**EXERCISE TASKS**
a – Revise the stretch of the essay on the Drake equation from "Classical Drake Equation" through "units that cancel.", putting "Milky Way" in place of "galaxy".
b – Pick up the essay on the Drake equation after its last sentence and keep writing it.
SELECTED EXCERPT Start Marker
I propose to estimate a lower bound for the probability of passage through the Gaian bottleneck. The first Gaian bottleneck is converting a wet, rocky planet that forms in the HZ to one that is Gaian regulated in a way that assures habitable stability for billions of years, thus providing an opportunity for intelligent life to evolve. The second Gaian bottleneck is passage of an evolved intelligent species through those dangerous centuries when the intelligent species so dominates the planet's atmosphere that it risks destroying the Gaian regulation of the past billions of years, which is equivalent to humanity surviving its Anthropocene Era. I claim that the probability of passage through the first Gaian bottleneck, G₁, is so difficult to predict that its uncertainty dominates any calculation of the abundance of intelligent life in the universe. I claim that a lower limit for it can be derived based on the fact that the Earth passed it. I derive that G₁ > 5e-21. Using plausible estimates for the other factors in a revised Drake equation I conclude that "we are alone" in our galaxy.   

Classical Drake Equation

In 1960 Frank D. Drake presented the "Drake Equation" for the purpose of stimulating a conversation about intelligent life in the galaxy with the hope of encouraging a search for extraterrestrial intelligent beings.

    N_g = R_* × f_p × n_e ×f_l × f_i × f_c × L

where N_g = number of communicating intelligent civilizations in the galaxy, R_* = rate of star formation, f_p =  fraction of stars that have planets, n_e = fraction of these planet that have an environment that could support life, f_l = fraction of those that actually support life, f_i = fraction of those with intelligent life, f_c = fraction of those that are technologically capable of communicating over interstellar distances, and L = average lifetime of those civilizations. Notice that the "units" for the answer is simply a number, since R_* time L have units that cancel.
SELECTED EXCERPT End Marker
INPUT DATA Start Marker
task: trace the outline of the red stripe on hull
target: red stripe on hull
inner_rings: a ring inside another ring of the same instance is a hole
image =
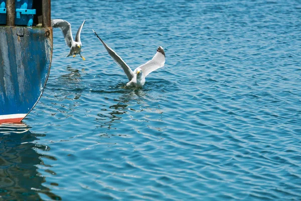
[[[0,124],[3,123],[19,123],[21,122],[24,118],[8,119],[4,120],[0,120]]]

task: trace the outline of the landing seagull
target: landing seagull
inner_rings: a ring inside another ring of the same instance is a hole
[[[75,41],[74,41],[72,37],[72,32],[71,32],[71,25],[69,22],[64,20],[51,20],[51,26],[54,28],[58,28],[61,29],[62,32],[63,32],[63,34],[64,34],[66,44],[70,48],[70,52],[66,56],[66,57],[73,55],[74,58],[75,57],[76,54],[79,54],[84,61],[86,60],[80,54],[82,46],[82,43],[80,41],[80,32],[85,21],[86,20],[84,20],[83,24],[78,28],[76,36],[75,37]]]
[[[113,58],[123,70],[129,81],[126,84],[129,87],[141,87],[145,83],[145,77],[150,73],[164,66],[165,63],[165,53],[161,46],[159,46],[157,52],[152,60],[144,64],[140,65],[132,71],[128,66],[123,61],[116,52],[108,46],[98,36],[97,34],[93,30],[94,34],[99,39],[104,46],[109,54]]]

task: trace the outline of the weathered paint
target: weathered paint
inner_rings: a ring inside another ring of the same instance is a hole
[[[52,58],[52,28],[0,26],[0,121],[28,114],[45,88]],[[1,116],[2,116],[2,118]]]

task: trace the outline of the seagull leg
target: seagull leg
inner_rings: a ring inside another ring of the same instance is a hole
[[[81,54],[80,54],[80,53],[79,54],[79,55],[80,55],[80,57],[81,57],[82,59],[83,59],[83,60],[84,61],[86,60],[86,59],[85,59],[85,57],[84,57],[83,56],[82,56],[81,55]]]

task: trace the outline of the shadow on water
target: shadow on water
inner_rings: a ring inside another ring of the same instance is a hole
[[[32,133],[24,124],[0,124],[0,200],[40,200],[39,193],[54,200],[60,197],[42,185],[45,177],[38,172],[44,155],[35,149],[49,148],[34,142],[45,135]]]

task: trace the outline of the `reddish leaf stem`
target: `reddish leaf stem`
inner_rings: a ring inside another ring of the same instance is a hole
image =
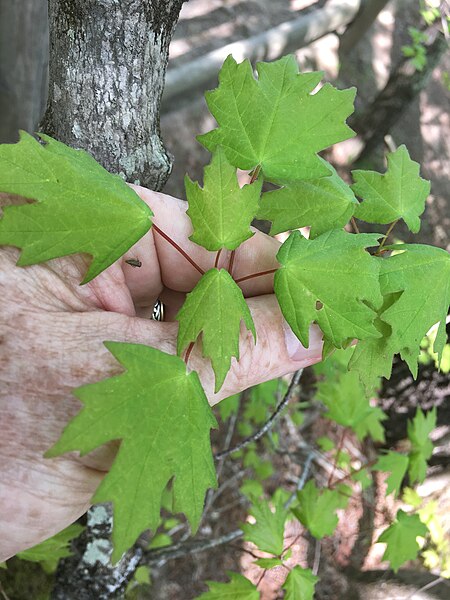
[[[184,356],[184,362],[186,363],[186,365],[188,363],[189,357],[190,357],[191,352],[192,352],[193,349],[194,349],[194,342],[191,342],[189,344],[188,349],[186,350],[186,354]]]
[[[222,253],[222,248],[220,248],[219,252],[216,254],[216,260],[214,261],[214,268],[217,269],[217,265],[219,264],[219,258]]]
[[[278,269],[269,269],[268,271],[252,273],[251,275],[246,275],[245,277],[239,277],[239,279],[235,279],[235,282],[241,283],[241,281],[247,281],[247,279],[254,279],[255,277],[262,277],[263,275],[270,275],[271,273],[275,273],[276,271],[278,271]]]
[[[201,267],[199,267],[199,266],[198,266],[198,264],[197,264],[197,263],[196,263],[196,262],[195,262],[195,261],[194,261],[194,260],[193,260],[193,259],[192,259],[192,258],[189,256],[189,254],[187,254],[187,252],[185,252],[185,251],[183,250],[183,248],[181,248],[181,247],[180,247],[180,246],[179,246],[179,245],[178,245],[176,242],[174,242],[174,241],[173,241],[173,239],[172,239],[172,238],[170,238],[170,237],[167,235],[167,233],[164,233],[164,231],[162,231],[162,230],[161,230],[161,229],[160,229],[160,228],[159,228],[157,225],[155,225],[154,223],[153,223],[153,229],[154,229],[154,230],[155,230],[157,233],[159,233],[159,235],[160,235],[161,237],[163,237],[163,238],[164,238],[164,239],[165,239],[167,242],[169,242],[169,244],[170,244],[171,246],[173,246],[173,247],[175,248],[175,250],[177,250],[177,251],[178,251],[178,252],[179,252],[179,253],[180,253],[182,256],[184,256],[184,258],[185,258],[185,259],[186,259],[188,262],[190,262],[190,263],[191,263],[191,265],[192,265],[193,267],[195,267],[199,273],[201,273],[202,275],[204,275],[205,271],[204,271],[204,270],[203,270]]]
[[[234,265],[234,257],[236,256],[236,250],[232,250],[230,254],[230,264],[228,265],[228,273],[233,276],[233,265]]]

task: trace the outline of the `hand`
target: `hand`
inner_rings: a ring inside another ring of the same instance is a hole
[[[190,242],[191,224],[179,200],[135,188],[155,224],[204,271],[216,253]],[[279,244],[257,232],[235,254],[233,276],[275,269]],[[80,458],[44,459],[80,409],[71,391],[122,371],[103,341],[148,344],[175,353],[174,317],[200,273],[153,229],[117,263],[80,286],[88,262],[80,255],[16,267],[19,251],[0,248],[0,561],[54,535],[82,515],[114,458],[111,443]],[[139,259],[135,268],[127,259]],[[222,252],[219,267],[227,267]],[[253,315],[257,344],[244,328],[239,362],[218,394],[210,364],[194,349],[195,369],[211,404],[247,387],[318,362],[316,327],[305,350],[283,320],[273,275],[240,284]],[[160,298],[166,321],[150,320]]]

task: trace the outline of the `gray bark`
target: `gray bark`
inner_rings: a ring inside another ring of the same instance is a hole
[[[47,0],[0,0],[0,143],[33,132],[47,100]]]
[[[172,159],[159,109],[183,0],[49,0],[43,130],[127,181],[160,190]]]

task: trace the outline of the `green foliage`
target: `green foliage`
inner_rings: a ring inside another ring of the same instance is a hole
[[[17,144],[0,145],[0,191],[36,201],[4,209],[0,245],[22,248],[21,266],[90,254],[87,283],[150,229],[153,213],[86,152],[40,138],[22,131]]]
[[[271,181],[329,175],[317,152],[354,135],[345,119],[355,90],[326,83],[312,94],[322,74],[299,74],[294,56],[260,62],[256,71],[257,80],[248,60],[225,60],[219,87],[206,94],[219,127],[198,140],[211,152],[222,146],[235,167],[260,167]]]
[[[241,320],[256,342],[255,325],[240,287],[225,269],[210,269],[187,295],[177,320],[178,354],[201,333],[203,356],[211,359],[218,392],[230,370],[231,358],[239,359]]]
[[[384,175],[374,171],[353,171],[352,189],[363,202],[355,216],[369,223],[392,223],[403,219],[417,233],[419,216],[425,209],[430,182],[419,176],[420,165],[410,159],[406,146],[387,156]]]
[[[332,535],[338,524],[336,510],[345,508],[347,497],[339,490],[319,490],[311,479],[297,494],[299,504],[292,509],[313,537]]]
[[[293,181],[263,194],[258,218],[272,221],[271,235],[309,225],[310,238],[315,238],[348,223],[358,202],[333,167],[327,167],[329,177]]]
[[[275,293],[286,321],[306,348],[313,321],[337,348],[353,338],[380,335],[373,325],[376,313],[368,304],[376,306],[382,300],[381,261],[364,250],[376,245],[378,237],[334,230],[307,240],[295,231],[281,246]]]
[[[205,491],[216,485],[209,441],[216,421],[197,373],[187,374],[178,357],[139,344],[105,345],[126,372],[76,390],[84,408],[47,456],[84,455],[122,440],[93,498],[113,503],[117,561],[144,529],[157,528],[161,495],[172,477],[174,509],[196,529]]]
[[[209,592],[198,597],[198,600],[259,600],[256,587],[243,575],[227,571],[231,579],[229,583],[207,581]]]
[[[37,546],[19,552],[17,556],[22,560],[39,562],[47,573],[53,573],[56,570],[58,561],[72,554],[70,541],[78,537],[82,531],[82,525],[74,523]]]
[[[250,223],[258,211],[262,181],[242,189],[224,151],[218,148],[205,168],[204,187],[185,177],[189,215],[194,233],[190,239],[207,250],[235,250],[252,237]]]
[[[411,442],[408,473],[411,483],[422,483],[427,472],[427,460],[433,453],[430,433],[436,427],[436,408],[426,415],[419,408],[412,421],[408,421],[408,438]]]
[[[294,567],[283,584],[283,589],[286,590],[284,600],[313,600],[318,581],[319,578],[312,574],[311,569]]]
[[[388,560],[391,568],[397,572],[407,560],[414,560],[419,553],[416,538],[424,537],[428,532],[418,515],[397,512],[397,520],[378,538],[377,542],[387,544],[383,560]]]
[[[250,514],[256,519],[256,523],[241,525],[244,539],[255,544],[263,552],[281,556],[284,545],[284,524],[288,516],[282,499],[275,497],[271,503],[267,500],[255,502],[250,508]]]

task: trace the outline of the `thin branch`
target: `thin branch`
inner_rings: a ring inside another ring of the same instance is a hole
[[[234,446],[233,448],[230,448],[229,450],[225,450],[223,452],[218,452],[215,455],[215,459],[216,460],[222,460],[223,458],[225,458],[226,456],[230,456],[230,454],[234,454],[235,452],[239,452],[239,450],[242,450],[243,448],[245,448],[246,446],[248,446],[249,444],[251,444],[252,442],[256,442],[257,440],[259,440],[265,433],[267,433],[269,431],[269,429],[271,429],[273,427],[273,425],[278,421],[278,419],[281,417],[281,414],[283,412],[283,410],[286,408],[286,406],[289,403],[289,400],[291,399],[291,396],[295,390],[295,388],[297,387],[299,381],[300,381],[300,377],[302,376],[303,373],[303,369],[299,369],[294,376],[292,377],[291,383],[289,384],[289,388],[286,392],[286,394],[284,395],[283,400],[278,404],[277,408],[275,409],[275,412],[270,416],[270,418],[264,423],[264,425],[261,427],[261,429],[258,429],[258,431],[256,431],[254,434],[252,434],[250,437],[246,438],[245,440],[243,440],[242,442],[240,442],[239,444],[237,444],[236,446]]]
[[[155,564],[162,566],[168,560],[182,558],[183,556],[187,555],[192,556],[193,554],[199,554],[200,552],[205,552],[206,550],[217,548],[217,546],[223,546],[224,544],[228,544],[228,542],[237,540],[243,535],[243,531],[241,531],[240,529],[235,529],[234,531],[230,531],[229,533],[226,533],[218,538],[206,540],[192,540],[190,542],[180,542],[178,544],[172,544],[171,546],[166,546],[164,548],[144,550],[140,564],[147,565],[150,567]]]
[[[187,252],[185,252],[185,251],[183,250],[183,248],[181,248],[181,246],[179,246],[179,245],[178,245],[176,242],[174,242],[174,241],[173,241],[173,239],[167,235],[167,233],[164,233],[164,231],[163,231],[162,229],[160,229],[160,228],[159,228],[157,225],[155,225],[154,223],[153,223],[153,226],[152,226],[152,227],[153,227],[153,229],[154,229],[154,230],[155,230],[157,233],[159,233],[159,235],[160,235],[161,237],[163,237],[163,238],[166,240],[166,242],[169,242],[169,244],[170,244],[171,246],[173,246],[173,247],[175,248],[175,250],[177,250],[177,251],[178,251],[178,252],[179,252],[179,253],[180,253],[182,256],[184,256],[184,258],[185,258],[185,259],[186,259],[188,262],[190,262],[190,263],[191,263],[191,265],[192,265],[194,268],[196,268],[196,269],[197,269],[197,271],[198,271],[199,273],[201,273],[202,275],[204,275],[205,271],[204,271],[204,270],[203,270],[201,267],[199,267],[199,266],[198,266],[198,264],[195,262],[195,260],[193,260],[193,259],[192,259],[192,258],[189,256],[189,254],[188,254]]]
[[[259,273],[252,273],[251,275],[245,275],[245,277],[239,277],[239,279],[235,279],[236,283],[241,283],[241,281],[247,281],[247,279],[254,279],[255,277],[262,277],[263,275],[271,275],[272,273],[276,273],[278,269],[269,269],[268,271],[260,271]]]

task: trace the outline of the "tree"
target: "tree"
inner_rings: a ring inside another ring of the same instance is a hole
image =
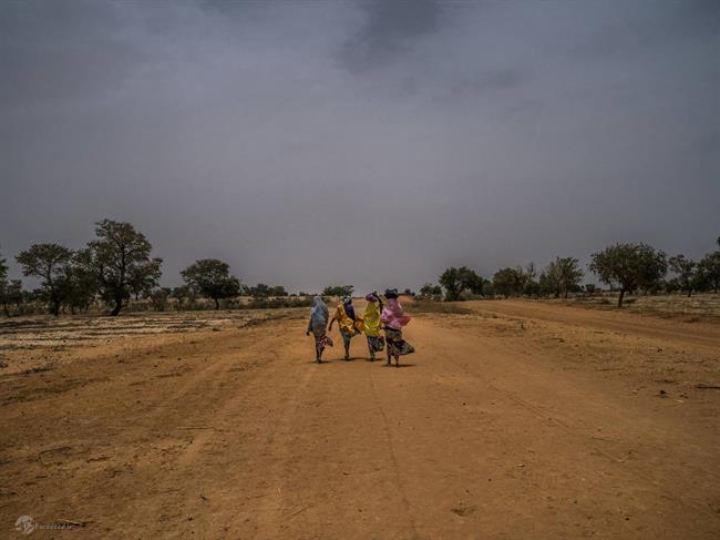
INPUT DATA End Marker
**ANSWERS TO THE PROBLEMS**
a –
Classical Drake Equation

In 1960 Frank D. Drake presented the "Drake Equation" for the purpose of stimulating a conversation about intelligent life in the Milky Way with the hope of encouraging a search for extraterrestrial intelligent beings.

    N_g = R_* × f_p × n_e ×f_l × f_i × f_c × L

where N_g = number of communicating intelligent civilizations in the Milky Way, R_* = rate of star formation, f_p =  fraction of stars that have planets, n_e = fraction of these planet that have an environment that could support life, f_l = fraction of those that actually support life, f_i = fraction of those with intelligent life, f_c = fraction of those that are technologically capable of communicating over interstellar distances, and L = average lifetime of those civilizations. Notice that the "units" for the answer is simply a number, since R_* time L have units that cancel.

b –
Let's interpret R_* to be the rate of star formation for sun-like stars, ~ 1/year. An optimist would set f_p = 1, n_e = 1, f_l = 1, f_i = 1 and f_c = 1. The equation then reduces to N_g = L. So if L = 100 years (an approximate lower limit for humanity), then there would be 100 communicating civilizations in the galaxy at any one time. An optimist might argue for L = 1000 or 10,000 years, but for now let's just say we don't know L.

Let's ask how many communicating civilizations there might be in the universe at any given time, N_u. If the number of galaxies is 5e11, then N_u = 5e11 × L.

Now let's ask how many communicating civilizations have ever existed during the history of the universe, N_tot. Since the lifetime of the universe is L_u ~ 20 billion years = 2e10 years, N_tot = 2e10 × 5e11 / L = 1e22 / L.

We have information about N_tot; it's > 1 (i.e., humans).

We are safe in estimating L > 100 years, so what could be the meaning of the last equation. We're now in a position to re-evaluate some of the less certain f-values in the Drake equation, or place limits on them.

I'm going to take the position that he most uncertain combination of terms is the product f =  n_e ×f_l × f_i × f_c. I'm working up to writing a different Drake equation, but for now let's evaluate f. The original Drake equation can be written:

    N_g = R_* × f × L

and similarly,

    N_tot = R_* × f × L_u / L

Solving for f yields:

    f = N_tot / (R_* × L_u / L)

Substituting values for N_tot, R_* and L_u yields:

    f  > 5e-23 [year^-1] × L

and since we're safe is stating that L > 100 years, we have:

    f > 5e-21

We now have an evidence-based estimate for n_e × f_l × f_i × f_c.

Gaian Bottleneck

The Gaian Bottleneck is customarily described as a wet planet in the circumstellar habitable zone (CHZ) evolving life early in the planet's history that produces negative feedback dynamics regulating the atmosphere in a way that overcomes the positive feedback dynamics of an otherwise abiotic planet that would lead to either the runaway greenhouse sterility or albedo ice cube sterility. It is thought that this biotic intervention must occur during the first 1/2 to 1 billion years after the end of the heavy bombardment, which for Earth was 3.8 Gya. However, I am unaware of a derivation of the probability that such a Gaian regulation should occur. I will refer to this probability as G₁. As an approximation, G₁ = n_e × f_l.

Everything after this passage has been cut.